### Work to be completed
Each entry below should be output exactly, apart from its images.

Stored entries
______

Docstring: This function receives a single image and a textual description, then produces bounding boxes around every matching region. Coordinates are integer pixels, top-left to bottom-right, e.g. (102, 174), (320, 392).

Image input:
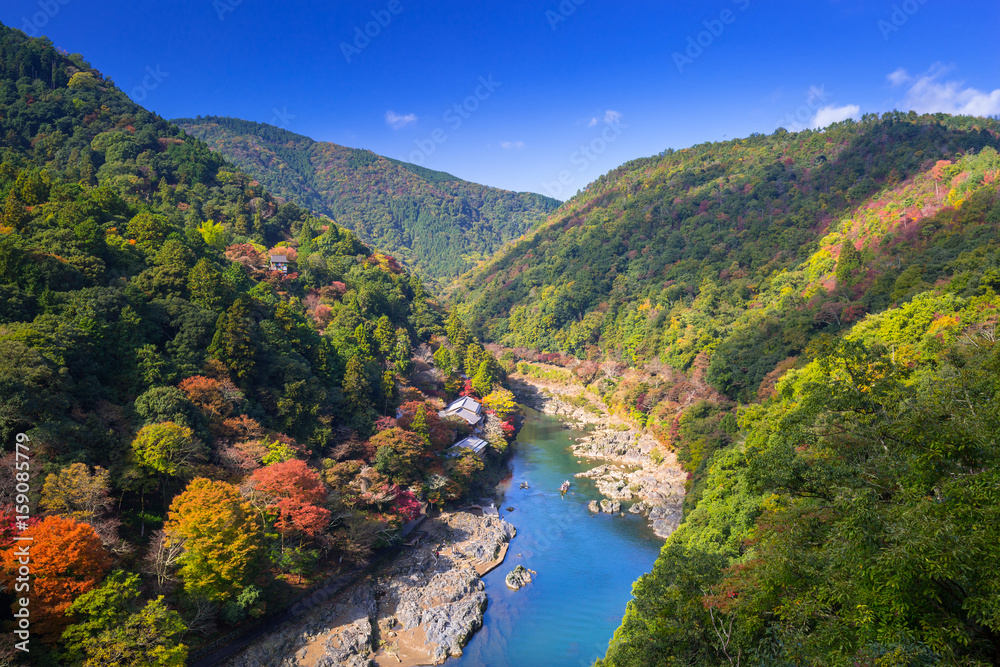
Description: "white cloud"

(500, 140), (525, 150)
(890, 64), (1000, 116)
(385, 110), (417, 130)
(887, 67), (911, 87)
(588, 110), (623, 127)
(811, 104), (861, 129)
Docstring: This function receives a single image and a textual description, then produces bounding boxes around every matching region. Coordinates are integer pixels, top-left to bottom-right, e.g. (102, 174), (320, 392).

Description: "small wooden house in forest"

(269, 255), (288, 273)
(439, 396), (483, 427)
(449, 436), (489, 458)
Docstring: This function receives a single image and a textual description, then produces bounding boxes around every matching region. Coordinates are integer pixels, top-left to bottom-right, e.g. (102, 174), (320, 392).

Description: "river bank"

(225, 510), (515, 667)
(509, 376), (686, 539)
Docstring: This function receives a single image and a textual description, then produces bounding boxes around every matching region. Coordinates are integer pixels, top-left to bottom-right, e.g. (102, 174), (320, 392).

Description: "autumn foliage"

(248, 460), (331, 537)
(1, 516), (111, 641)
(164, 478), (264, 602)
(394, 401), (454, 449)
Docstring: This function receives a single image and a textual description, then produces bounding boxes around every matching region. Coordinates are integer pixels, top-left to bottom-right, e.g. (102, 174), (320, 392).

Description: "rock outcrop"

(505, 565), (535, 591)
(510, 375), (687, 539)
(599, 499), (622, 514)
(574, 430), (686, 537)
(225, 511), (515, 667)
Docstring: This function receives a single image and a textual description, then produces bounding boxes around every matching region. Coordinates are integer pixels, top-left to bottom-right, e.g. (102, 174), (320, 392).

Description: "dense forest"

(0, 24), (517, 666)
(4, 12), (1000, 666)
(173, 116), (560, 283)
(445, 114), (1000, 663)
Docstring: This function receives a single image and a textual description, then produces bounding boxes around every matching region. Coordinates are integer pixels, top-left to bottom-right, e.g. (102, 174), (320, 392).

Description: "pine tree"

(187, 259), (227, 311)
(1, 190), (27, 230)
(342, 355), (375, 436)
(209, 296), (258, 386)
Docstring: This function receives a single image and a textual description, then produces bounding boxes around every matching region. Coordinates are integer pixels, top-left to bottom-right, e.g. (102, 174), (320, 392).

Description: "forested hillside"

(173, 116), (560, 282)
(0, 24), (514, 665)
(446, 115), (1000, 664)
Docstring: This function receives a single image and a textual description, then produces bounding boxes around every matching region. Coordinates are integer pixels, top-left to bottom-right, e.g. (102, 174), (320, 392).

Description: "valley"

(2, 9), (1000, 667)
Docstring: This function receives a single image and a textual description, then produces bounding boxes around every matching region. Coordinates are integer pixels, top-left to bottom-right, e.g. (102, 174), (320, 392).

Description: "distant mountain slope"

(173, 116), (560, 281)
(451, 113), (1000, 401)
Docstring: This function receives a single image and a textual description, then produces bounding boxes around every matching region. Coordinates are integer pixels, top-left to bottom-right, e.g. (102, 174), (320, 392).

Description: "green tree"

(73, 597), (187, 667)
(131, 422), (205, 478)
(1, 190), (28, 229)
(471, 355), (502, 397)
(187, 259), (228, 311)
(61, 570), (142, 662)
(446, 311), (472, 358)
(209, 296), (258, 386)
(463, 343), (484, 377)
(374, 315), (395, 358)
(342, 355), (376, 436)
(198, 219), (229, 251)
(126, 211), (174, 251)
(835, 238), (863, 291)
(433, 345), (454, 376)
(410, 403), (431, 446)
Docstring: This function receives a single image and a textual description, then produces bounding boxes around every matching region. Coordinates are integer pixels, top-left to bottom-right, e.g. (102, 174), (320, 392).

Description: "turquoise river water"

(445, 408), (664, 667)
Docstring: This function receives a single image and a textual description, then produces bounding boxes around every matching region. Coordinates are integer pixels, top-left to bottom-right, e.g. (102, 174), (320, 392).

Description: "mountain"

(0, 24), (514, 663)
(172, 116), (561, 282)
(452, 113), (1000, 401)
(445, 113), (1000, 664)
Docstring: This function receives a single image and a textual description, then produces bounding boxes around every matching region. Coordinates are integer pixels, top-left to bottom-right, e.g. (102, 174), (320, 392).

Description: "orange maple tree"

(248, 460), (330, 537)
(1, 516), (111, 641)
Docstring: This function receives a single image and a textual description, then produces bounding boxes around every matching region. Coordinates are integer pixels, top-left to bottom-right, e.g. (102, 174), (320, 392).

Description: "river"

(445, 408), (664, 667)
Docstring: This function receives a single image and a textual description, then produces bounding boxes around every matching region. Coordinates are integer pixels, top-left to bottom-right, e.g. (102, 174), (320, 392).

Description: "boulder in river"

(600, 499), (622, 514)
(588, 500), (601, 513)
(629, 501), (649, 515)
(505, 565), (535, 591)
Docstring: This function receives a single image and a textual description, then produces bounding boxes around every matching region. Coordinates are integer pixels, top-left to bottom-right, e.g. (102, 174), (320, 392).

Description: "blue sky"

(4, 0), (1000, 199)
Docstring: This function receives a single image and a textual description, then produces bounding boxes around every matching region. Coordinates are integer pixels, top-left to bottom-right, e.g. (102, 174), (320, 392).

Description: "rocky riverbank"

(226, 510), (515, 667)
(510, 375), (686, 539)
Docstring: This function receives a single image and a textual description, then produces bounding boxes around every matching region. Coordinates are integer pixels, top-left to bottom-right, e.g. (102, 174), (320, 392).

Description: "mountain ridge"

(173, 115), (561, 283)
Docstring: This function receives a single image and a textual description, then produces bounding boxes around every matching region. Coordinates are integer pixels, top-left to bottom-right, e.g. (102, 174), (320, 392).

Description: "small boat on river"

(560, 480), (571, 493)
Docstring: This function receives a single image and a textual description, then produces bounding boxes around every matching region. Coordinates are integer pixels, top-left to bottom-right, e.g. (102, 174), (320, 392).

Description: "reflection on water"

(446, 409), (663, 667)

______

### Task response
Docstring: This function receives a single image and a textual description, then produces bounding boxes around every matching region. Coordinates are integer pixels, top-left to bottom-right, e.g. (102, 174), (320, 392).

Image input:
Description: "white cloud"

(500, 140), (525, 150)
(890, 64), (1000, 116)
(385, 110), (417, 130)
(887, 67), (911, 87)
(588, 110), (623, 127)
(811, 104), (861, 129)
Docstring: This function receives a single image and a textual description, then produces bounding boxes around every matching region. Coordinates are integer pixels, top-left to bottom-right, e.g. (102, 174), (320, 392).

Description: "small wooden house in forest"

(269, 255), (288, 273)
(439, 396), (483, 427)
(449, 436), (489, 458)
Docstring: This function receives a single image and a textual description, then produces bounding boxes around every matching region. Coordinates are integer pixels, top-left to bottom-right, e.g. (102, 174), (320, 392).

Description: "river bank"

(225, 510), (515, 667)
(509, 376), (686, 539)
Docstring: This function receives a single image and a textual description, then produces bounding boxes around every matching region. Coordinates are integer pixels, top-left to bottom-right, e.g. (102, 174), (320, 392).

Description: "autumn foliage"

(248, 460), (331, 537)
(1, 516), (111, 641)
(164, 478), (264, 602)
(394, 401), (454, 449)
Docstring: This function receives a single image and a textual description, then produces bounding boxes around every matching region. Coordinates are integer pixels, top-left to bottom-right, e.g. (102, 174), (320, 392).

Description: "rock outcrop"

(505, 565), (535, 591)
(510, 375), (687, 539)
(599, 499), (622, 514)
(574, 430), (686, 537)
(225, 511), (515, 667)
Docstring: This function receives a single image and a textual description, then produces bounding boxes around every matching region. Coordinates are integer pixels, top-left to bottom-right, e.g. (102, 174), (320, 392).

Description: "dense forest"

(0, 24), (517, 666)
(4, 12), (1000, 666)
(173, 116), (560, 283)
(445, 114), (1000, 663)
Docstring: This function receives a single image and a textual description, then produces bounding boxes around every matching region. Coordinates are integer pixels, top-left to bottom-right, e.g. (102, 174), (320, 392).

Description: "pine tree"

(187, 259), (227, 311)
(1, 190), (27, 230)
(342, 355), (375, 436)
(209, 296), (258, 386)
Docstring: This function receives a single image and a textual description, then produces bounding boxes around every matching region. Coordinates are integer pixels, top-left to bottom-right, e.g. (102, 174), (320, 392).

Description: "forested hillside"

(173, 116), (560, 282)
(0, 24), (514, 665)
(446, 115), (1000, 664)
Docstring: This function receives a single image and a textual description, then produces bounding boxes around every matching region. Coordinates are integer pixels, top-left to bottom-right, e.g. (102, 174), (320, 392).

Description: "valley"

(2, 9), (1000, 667)
Docstring: This function receives a single image and a textual description, then produces bounding boxes around every matching region. Coordinates are integer pixels, top-left to bottom-right, e.g. (102, 174), (320, 392).

Description: "distant mountain slope"

(173, 116), (560, 281)
(451, 113), (1000, 401)
Docstring: This function receives a single image and a textual description, then produces bounding boxes around every matching region. Coordinates are integer pixels, top-left to bottom-right, e.g. (102, 174), (320, 392).

Description: "green tree"

(73, 597), (187, 667)
(131, 422), (205, 478)
(1, 190), (28, 229)
(471, 355), (502, 397)
(187, 259), (228, 311)
(61, 570), (142, 662)
(446, 311), (472, 358)
(209, 296), (258, 386)
(463, 343), (484, 377)
(374, 315), (395, 358)
(342, 355), (376, 436)
(198, 219), (229, 251)
(126, 211), (174, 251)
(835, 238), (863, 291)
(433, 345), (454, 376)
(410, 403), (431, 446)
Docstring: This function receives a single image and a textual description, then produces bounding boxes around every matching region. Coordinates are integer pixels, top-left to bottom-right, e.g. (102, 174), (320, 392).

Description: "turquoise river water"

(445, 408), (664, 667)
Docstring: This function receives a single image and a textual description, then produces bounding boxes around every matching region. Coordinates are integer pixels, top-left to bottom-right, e.g. (102, 174), (320, 392).

Description: "mountain"

(0, 24), (514, 663)
(172, 116), (561, 282)
(452, 113), (1000, 401)
(445, 113), (1000, 664)
Docstring: This function receives a single image and a textual description, then produces bounding boxes around every matching region. Coordinates are integer pixels, top-left to bottom-right, e.g. (102, 174), (320, 392).

Description: "orange maple tree"

(248, 460), (330, 537)
(1, 516), (111, 641)
Docstring: This function receives a single image and a textual description, then produces bounding boxes around every matching region. Coordinates are integer pixels, top-left to bottom-right, e.g. (102, 174), (320, 392).

Description: "river"

(445, 408), (664, 667)
Docstring: This function receives a single image and a textual description, then produces bounding boxes around every matching region. Coordinates are integer pixels, top-left to bottom-right, e.g. (102, 174), (320, 392).

Description: "boulder in river"

(600, 499), (622, 514)
(588, 500), (601, 513)
(629, 501), (649, 515)
(505, 565), (535, 591)
Docstring: This function receives a single image and a textual description, then produces bounding boxes around every matching region. Coordinates are integer pixels, top-left to bottom-right, e.g. (102, 174), (320, 392).

Description: "blue sky"

(4, 0), (1000, 199)
Docstring: This function receives a single image and a textual description, then produces bounding boxes around every matching region. Coordinates are integer pixels, top-left to bottom-right, e.g. (102, 174), (320, 392).

Description: "rocky riverbank"

(226, 510), (515, 667)
(510, 375), (686, 539)
Docstring: This function receives a single image and a textual description, then produces bounding boxes around every matching region. Coordinates are integer pixels, top-left to bottom-right, e.g. (102, 174), (320, 392).

Description: "mountain ridge"

(173, 115), (561, 283)
Docstring: This function receives a single image and a textual description, then produces bounding boxes around every matching region. Coordinates are integer pixels, top-left to bottom-right, e.g. (102, 174), (320, 392).

Description: "small boat on river"

(560, 480), (571, 493)
Docstring: This function receives a single image and a textual description, then produces bounding boxes around every matching region. Coordinates are integer pixels, top-left to bottom-right, e.g. (102, 174), (320, 392).

Description: "reflection on water"

(446, 409), (663, 667)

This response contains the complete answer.